*TASK BRIEF*:
Lines from the one containing "For each instance of the antenna, set" through the final line of the entries below: reproduce them exactly, all of them and only them.
___ RECORD EXTRACTS ___
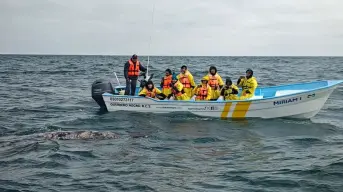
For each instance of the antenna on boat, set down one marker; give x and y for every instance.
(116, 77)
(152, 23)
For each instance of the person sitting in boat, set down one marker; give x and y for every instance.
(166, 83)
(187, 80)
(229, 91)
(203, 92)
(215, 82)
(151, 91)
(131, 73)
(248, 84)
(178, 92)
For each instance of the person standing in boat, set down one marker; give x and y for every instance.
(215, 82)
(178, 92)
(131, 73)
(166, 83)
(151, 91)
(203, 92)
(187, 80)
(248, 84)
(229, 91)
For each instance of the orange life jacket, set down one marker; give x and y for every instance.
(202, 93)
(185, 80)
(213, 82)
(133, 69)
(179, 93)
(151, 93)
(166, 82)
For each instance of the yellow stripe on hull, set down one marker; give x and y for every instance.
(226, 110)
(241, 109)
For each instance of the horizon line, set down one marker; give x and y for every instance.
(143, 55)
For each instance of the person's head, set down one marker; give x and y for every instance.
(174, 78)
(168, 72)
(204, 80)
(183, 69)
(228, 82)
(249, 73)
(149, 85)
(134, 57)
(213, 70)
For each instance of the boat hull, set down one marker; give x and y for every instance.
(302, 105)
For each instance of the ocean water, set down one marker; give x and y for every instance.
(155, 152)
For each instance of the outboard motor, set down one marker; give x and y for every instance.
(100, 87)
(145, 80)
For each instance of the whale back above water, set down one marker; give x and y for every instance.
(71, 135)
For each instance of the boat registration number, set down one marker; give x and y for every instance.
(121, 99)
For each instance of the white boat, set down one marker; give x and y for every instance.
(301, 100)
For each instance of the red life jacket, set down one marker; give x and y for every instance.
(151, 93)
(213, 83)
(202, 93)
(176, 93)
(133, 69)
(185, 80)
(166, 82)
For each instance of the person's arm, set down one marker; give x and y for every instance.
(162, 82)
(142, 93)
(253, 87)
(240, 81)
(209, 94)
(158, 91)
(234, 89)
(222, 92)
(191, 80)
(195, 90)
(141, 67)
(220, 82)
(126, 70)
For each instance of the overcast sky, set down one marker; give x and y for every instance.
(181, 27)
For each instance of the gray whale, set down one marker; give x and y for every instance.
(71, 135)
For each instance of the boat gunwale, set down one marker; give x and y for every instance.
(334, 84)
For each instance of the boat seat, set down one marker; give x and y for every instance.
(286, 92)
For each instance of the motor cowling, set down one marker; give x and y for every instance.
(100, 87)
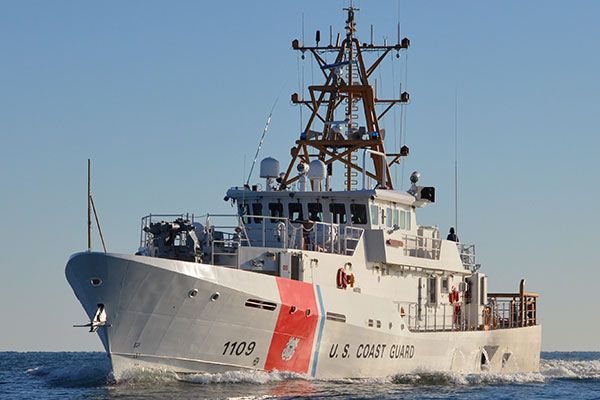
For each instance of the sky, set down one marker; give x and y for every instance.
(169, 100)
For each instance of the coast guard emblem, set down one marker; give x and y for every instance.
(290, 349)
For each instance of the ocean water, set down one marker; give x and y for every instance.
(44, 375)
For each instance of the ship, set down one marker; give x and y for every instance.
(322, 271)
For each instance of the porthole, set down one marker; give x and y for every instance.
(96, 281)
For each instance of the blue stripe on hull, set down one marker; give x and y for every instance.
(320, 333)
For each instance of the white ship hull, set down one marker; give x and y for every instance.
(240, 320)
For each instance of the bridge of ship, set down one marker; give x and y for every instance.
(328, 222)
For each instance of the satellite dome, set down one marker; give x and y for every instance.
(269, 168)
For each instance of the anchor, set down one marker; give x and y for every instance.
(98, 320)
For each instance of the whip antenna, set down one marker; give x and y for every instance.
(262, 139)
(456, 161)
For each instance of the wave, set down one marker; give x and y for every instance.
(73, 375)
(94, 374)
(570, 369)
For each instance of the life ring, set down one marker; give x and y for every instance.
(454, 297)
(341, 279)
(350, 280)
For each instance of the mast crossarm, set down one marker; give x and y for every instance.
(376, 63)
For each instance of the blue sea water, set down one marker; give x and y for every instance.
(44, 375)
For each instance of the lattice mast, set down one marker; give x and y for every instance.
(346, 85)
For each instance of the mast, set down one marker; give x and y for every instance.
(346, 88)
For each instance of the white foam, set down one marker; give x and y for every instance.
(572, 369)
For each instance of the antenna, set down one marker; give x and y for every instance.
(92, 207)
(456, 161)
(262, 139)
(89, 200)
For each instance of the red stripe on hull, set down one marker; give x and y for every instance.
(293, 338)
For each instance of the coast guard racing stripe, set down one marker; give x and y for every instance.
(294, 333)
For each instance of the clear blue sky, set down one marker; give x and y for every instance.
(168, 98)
___
*RESULT FOR THIS TASK*:
For each instance of the antenna, set down one marker; give x and y for every instance.
(92, 207)
(456, 161)
(262, 139)
(89, 200)
For each instance of the red stripe on hull, set down one marker; give x and y for every instance.
(293, 338)
For each instance of the coast guard racing stripe, set down one marker; give x and y for every instance.
(294, 333)
For each instance of the clear blue sky, set down one marker; give x and y for every instance.
(168, 98)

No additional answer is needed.